Directions:
Output every entry below word for word, minus the images.

====== Source material ======

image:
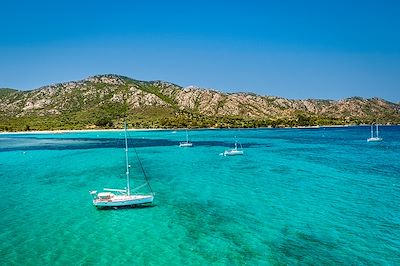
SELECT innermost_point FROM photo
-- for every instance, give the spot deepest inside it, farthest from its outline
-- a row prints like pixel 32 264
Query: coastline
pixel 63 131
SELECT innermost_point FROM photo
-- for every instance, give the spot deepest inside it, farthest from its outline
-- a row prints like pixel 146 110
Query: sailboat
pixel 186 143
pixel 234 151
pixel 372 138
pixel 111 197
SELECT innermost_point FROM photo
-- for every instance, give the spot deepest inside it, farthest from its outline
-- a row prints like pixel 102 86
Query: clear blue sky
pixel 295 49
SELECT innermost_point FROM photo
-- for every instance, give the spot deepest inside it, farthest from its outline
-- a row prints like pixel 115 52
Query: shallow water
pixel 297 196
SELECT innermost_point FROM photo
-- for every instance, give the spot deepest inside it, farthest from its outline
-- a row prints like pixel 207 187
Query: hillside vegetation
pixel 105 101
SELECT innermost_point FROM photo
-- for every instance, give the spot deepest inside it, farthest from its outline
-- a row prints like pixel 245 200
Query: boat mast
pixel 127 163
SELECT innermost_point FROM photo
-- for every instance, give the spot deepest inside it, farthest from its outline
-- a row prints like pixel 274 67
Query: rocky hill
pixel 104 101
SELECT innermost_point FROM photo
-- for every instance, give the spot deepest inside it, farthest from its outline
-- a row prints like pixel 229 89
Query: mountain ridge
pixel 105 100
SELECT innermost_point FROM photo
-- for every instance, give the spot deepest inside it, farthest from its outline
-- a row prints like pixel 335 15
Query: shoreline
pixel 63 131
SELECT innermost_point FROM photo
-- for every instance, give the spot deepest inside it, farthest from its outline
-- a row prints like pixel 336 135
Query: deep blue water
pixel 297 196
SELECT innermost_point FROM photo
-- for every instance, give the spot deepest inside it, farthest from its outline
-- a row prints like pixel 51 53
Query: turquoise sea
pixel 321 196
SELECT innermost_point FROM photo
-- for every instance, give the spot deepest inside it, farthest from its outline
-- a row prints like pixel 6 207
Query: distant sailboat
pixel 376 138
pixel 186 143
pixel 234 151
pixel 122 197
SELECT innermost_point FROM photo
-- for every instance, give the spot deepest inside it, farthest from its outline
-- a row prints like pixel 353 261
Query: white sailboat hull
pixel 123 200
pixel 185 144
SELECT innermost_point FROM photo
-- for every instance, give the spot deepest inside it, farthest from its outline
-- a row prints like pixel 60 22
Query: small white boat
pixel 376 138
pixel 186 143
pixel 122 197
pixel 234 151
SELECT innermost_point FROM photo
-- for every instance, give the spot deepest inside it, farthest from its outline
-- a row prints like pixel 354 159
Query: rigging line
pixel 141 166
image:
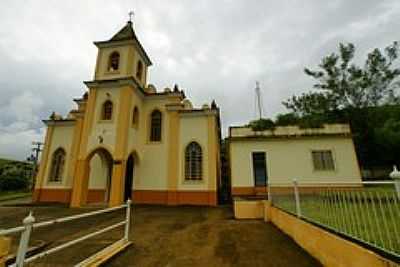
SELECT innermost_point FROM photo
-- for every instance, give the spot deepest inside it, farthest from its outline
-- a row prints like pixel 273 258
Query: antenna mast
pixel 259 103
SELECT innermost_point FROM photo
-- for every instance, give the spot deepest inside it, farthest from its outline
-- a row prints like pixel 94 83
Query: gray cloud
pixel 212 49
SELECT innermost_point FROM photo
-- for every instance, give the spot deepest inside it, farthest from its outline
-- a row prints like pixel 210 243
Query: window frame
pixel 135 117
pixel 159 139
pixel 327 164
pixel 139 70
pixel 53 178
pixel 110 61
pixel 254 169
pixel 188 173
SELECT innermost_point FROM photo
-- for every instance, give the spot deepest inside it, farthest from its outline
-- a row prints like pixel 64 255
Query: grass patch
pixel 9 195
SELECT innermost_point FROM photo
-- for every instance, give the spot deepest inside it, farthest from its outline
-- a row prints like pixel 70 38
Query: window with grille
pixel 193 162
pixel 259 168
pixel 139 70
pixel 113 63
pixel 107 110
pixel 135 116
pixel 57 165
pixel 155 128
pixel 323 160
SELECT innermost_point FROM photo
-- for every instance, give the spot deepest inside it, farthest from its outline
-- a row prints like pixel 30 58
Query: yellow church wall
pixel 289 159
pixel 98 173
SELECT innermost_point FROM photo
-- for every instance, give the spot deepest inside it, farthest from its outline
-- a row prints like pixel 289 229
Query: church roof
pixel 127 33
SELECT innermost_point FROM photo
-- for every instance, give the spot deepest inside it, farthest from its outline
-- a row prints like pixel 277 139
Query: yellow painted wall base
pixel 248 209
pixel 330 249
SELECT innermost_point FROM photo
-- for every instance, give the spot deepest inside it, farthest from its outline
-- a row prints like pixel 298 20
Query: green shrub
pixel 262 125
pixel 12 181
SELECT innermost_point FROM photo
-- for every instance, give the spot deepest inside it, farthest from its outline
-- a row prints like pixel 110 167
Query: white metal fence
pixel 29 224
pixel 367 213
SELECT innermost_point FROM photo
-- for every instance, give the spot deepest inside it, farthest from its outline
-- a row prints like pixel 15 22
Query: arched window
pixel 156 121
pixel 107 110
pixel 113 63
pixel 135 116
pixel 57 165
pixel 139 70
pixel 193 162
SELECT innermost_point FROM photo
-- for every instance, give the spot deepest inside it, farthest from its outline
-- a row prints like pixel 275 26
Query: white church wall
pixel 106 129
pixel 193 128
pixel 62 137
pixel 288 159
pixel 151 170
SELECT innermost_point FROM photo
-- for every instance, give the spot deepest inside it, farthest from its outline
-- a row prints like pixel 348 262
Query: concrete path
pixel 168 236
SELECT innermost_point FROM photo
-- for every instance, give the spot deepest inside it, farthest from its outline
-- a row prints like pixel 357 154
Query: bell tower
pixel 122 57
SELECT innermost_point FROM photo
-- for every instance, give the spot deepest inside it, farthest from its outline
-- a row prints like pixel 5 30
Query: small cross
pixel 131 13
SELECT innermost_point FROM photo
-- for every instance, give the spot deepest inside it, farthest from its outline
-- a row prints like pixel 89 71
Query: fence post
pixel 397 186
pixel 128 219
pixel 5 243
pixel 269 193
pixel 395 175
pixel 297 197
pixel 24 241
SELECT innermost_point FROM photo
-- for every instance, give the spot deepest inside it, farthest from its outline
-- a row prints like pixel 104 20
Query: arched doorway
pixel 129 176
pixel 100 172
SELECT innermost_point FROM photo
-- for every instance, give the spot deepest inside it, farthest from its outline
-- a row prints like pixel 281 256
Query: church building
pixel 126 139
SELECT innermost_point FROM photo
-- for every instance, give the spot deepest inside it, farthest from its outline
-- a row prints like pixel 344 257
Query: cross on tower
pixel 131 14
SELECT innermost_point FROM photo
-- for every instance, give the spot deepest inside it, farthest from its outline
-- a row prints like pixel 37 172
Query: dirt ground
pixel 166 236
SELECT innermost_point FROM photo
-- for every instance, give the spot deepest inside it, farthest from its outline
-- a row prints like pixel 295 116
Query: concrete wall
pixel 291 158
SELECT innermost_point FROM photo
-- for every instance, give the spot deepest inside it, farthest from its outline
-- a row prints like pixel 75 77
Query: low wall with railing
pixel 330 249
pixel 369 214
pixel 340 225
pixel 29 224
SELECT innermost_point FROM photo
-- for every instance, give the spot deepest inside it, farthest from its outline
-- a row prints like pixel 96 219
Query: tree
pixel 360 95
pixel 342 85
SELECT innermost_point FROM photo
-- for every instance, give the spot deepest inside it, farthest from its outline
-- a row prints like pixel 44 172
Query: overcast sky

======

Result below:
image:
SELECT innermost_point FROM photo
-- for every instance, give the spot deepest inside it, farthest from its outline
-- a row prints like pixel 32 264
Query: coastline
pixel 63 131
SELECT innermost_point FROM photo
-- for every instance, give the spot deepest inside it, farthest from its outline
-- a row prints like pixel 146 110
Query: sailboat
pixel 186 143
pixel 234 151
pixel 372 138
pixel 111 197
SELECT innermost_point FROM photo
-- for every instance, give the spot deepest inside it, farthest from its outline
-- a row prints like pixel 102 86
Query: clear blue sky
pixel 295 49
SELECT innermost_point FROM photo
-- for every instance, give the spot deepest inside it, farthest from its outline
-- a row prints like pixel 115 52
Query: shallow water
pixel 297 196
SELECT innermost_point FROM photo
-- for every instance, give the spot deepest inside it, farthest from its outline
-- a row prints like pixel 207 187
Query: hillside vegetation
pixel 105 101
SELECT innermost_point FROM photo
-- for every instance, give the spot deepest inside it, farthest from its outline
-- a row prints like pixel 245 200
Query: boat mast
pixel 127 163
SELECT innermost_point FROM photo
-- for every instance, give the spot deepest inside it, farthest from its outline
-- a row prints like pixel 274 67
Query: rocky hill
pixel 104 101
SELECT innermost_point FROM photo
-- for every instance, give the spot deepest inside it, farthest from its outline
-- a row prints like pixel 229 89
Query: mountain ridge
pixel 105 100
SELECT innermost_point FROM photo
-- for every instance, give the spot deepest inside it, farthest from its outline
-- a row prints like pixel 335 15
Query: shoreline
pixel 63 131
SELECT innermost_point FROM photo
-- for every instance, give the spot deepest inside it, farthest from its outline
-- a row prints like pixel 336 135
Query: deep blue water
pixel 297 196
SELECT innermost_point FROM photo
-- for every instance, give the spot deepest inside it, farthest from its outline
-- a row prints like pixel 51 53
Query: turquoise sea
pixel 321 196
SELECT innermost_point FROM photo
-- for every instance, give the spot deepest inside it, farthest from its outline
-- a row prints like pixel 6 207
Query: distant sailboat
pixel 376 138
pixel 186 143
pixel 234 151
pixel 122 197
SELECT innermost_point FROM photo
-- for every instance, give the spot deepest inside it, farthest from its outline
-- a row prints like pixel 353 261
Query: white sailboat hull
pixel 123 200
pixel 185 144
SELECT innermost_point FROM photo
-- for every instance, give the spot deepest inside it, farthest from its outline
-- a row prints like pixel 60 22
Query: small white boat
pixel 376 138
pixel 186 143
pixel 122 197
pixel 234 151
SELECT innermost_point FROM photo
-- for every instance, give the spot deepest inside it, farthest from its outline
-- a row prints like pixel 354 159
Query: rigging line
pixel 141 166
image:
SELECT innermost_point FROM photo
-- for every instance, give the spot deepest inside it, farthest from its outline
-- a row prints like pixel 273 258
Query: antenna mast
pixel 259 103
SELECT innermost_point FROM photo
-- for every instance, give the spot deepest inside it, farthest from its outline
-- a row prints like pixel 94 83
Query: gray cloud
pixel 212 49
SELECT innermost_point FROM photo
-- for every instance, give the spot deepest inside it, farthest from its outline
-- a row prints like pixel 210 243
Query: window frame
pixel 135 117
pixel 159 139
pixel 327 164
pixel 139 70
pixel 53 178
pixel 110 61
pixel 254 169
pixel 188 173
SELECT innermost_point FROM photo
-- for every instance, give the spot deepest inside it, farthest from its outline
-- a row prints like pixel 64 255
Query: grass patch
pixel 9 195
SELECT innermost_point FROM photo
-- for every instance, give the spot deepest inside it, farthest from its outline
-- a row prints like pixel 70 38
Query: window with grille
pixel 193 162
pixel 259 168
pixel 139 70
pixel 113 63
pixel 107 110
pixel 135 116
pixel 57 165
pixel 155 128
pixel 323 160
SELECT innermost_point FROM photo
-- for every instance, give the spot deepest inside it, farthest from its outline
-- a row prints like pixel 30 58
Query: yellow church wall
pixel 289 159
pixel 98 173
SELECT innermost_point FROM photo
-- for every instance, give the spot deepest inside it, farthest from its outline
-- a row prints like pixel 289 229
Query: church roof
pixel 127 33
SELECT innermost_point FROM photo
-- for every instance, give the spot deepest inside it, farthest from its outline
-- a row prints like pixel 277 139
Query: yellow painted wall base
pixel 248 209
pixel 330 249
SELECT innermost_point FROM photo
-- for every instance, give the spot deepest inside it, farthest from its outline
-- a row prints like pixel 298 20
Query: green shrub
pixel 262 125
pixel 12 181
SELECT innermost_point FROM photo
-- for every instance, give the spot deepest inside it, farthest from its outline
-- a row prints like pixel 110 167
Query: white metal fence
pixel 29 224
pixel 367 213
SELECT innermost_point FROM photo
-- for every instance, give the spot deepest inside it, farthest from its outline
-- a row prints like pixel 15 22
Query: arched window
pixel 156 121
pixel 107 110
pixel 113 63
pixel 135 116
pixel 57 165
pixel 139 70
pixel 193 162
SELECT innermost_point FROM photo
-- for every instance, give the spot deepest inside it, farthest from its outline
-- a row prints like pixel 275 26
Query: white church wall
pixel 106 129
pixel 193 128
pixel 62 137
pixel 288 159
pixel 151 170
SELECT innermost_point FROM photo
-- for every instance, give the spot deepest inside it, farthest from its outline
-- a row prints like pixel 348 262
Query: concrete path
pixel 168 236
SELECT innermost_point FROM photo
-- for every instance, give the spot deepest inside it, farthest from its outline
-- a row prints like pixel 357 154
Query: bell tower
pixel 122 57
SELECT innermost_point FROM photo
-- for every instance, give the spot deepest inside it, farthest from its outline
-- a row prints like pixel 5 30
Query: small cross
pixel 131 13
SELECT innermost_point FROM photo
-- for every instance, give the spot deepest inside it, farthest from its outline
-- a row prints like pixel 89 71
Query: fence post
pixel 397 186
pixel 128 219
pixel 5 243
pixel 269 193
pixel 395 175
pixel 297 197
pixel 24 241
SELECT innermost_point FROM photo
-- for every instance, give the spot deepest inside it, farthest from its outline
-- a row prints like pixel 104 20
Query: arched doorway
pixel 129 176
pixel 100 172
SELECT innermost_point FROM photo
-- for every instance, give the spot deepest inside it, farthest from its outline
-- a row prints like pixel 281 256
Query: church building
pixel 126 139
SELECT innermost_point FROM photo
-- for every instance, give the spot deepest inside it, farthest from its outline
-- a row prints like pixel 344 257
Query: cross on tower
pixel 131 14
SELECT innermost_point FROM photo
-- for every instance, give the spot deepest inside it, farthest from its outline
-- a row prints like pixel 37 172
Query: dirt ground
pixel 166 236
SELECT innermost_point FROM photo
-- for every instance, give the spot deepest inside it, farthest from its outline
-- a row prints like pixel 295 116
Query: concrete wall
pixel 291 158
SELECT innermost_point FROM photo
-- for every instance, give the spot deepest inside it, farthest from its outline
-- a row prints like pixel 75 77
Query: low wall with railing
pixel 330 249
pixel 369 214
pixel 340 225
pixel 29 224
SELECT innermost_point FROM photo
-- for every instance, give the spot deepest inside it, farthest from its outline
-- a row prints like pixel 96 219
Query: tree
pixel 360 95
pixel 342 85
SELECT innermost_point FROM photo
-- for every instance, give the spot deepest inside it, farthest from its outline
-- a row prints like pixel 44 172
Query: overcast sky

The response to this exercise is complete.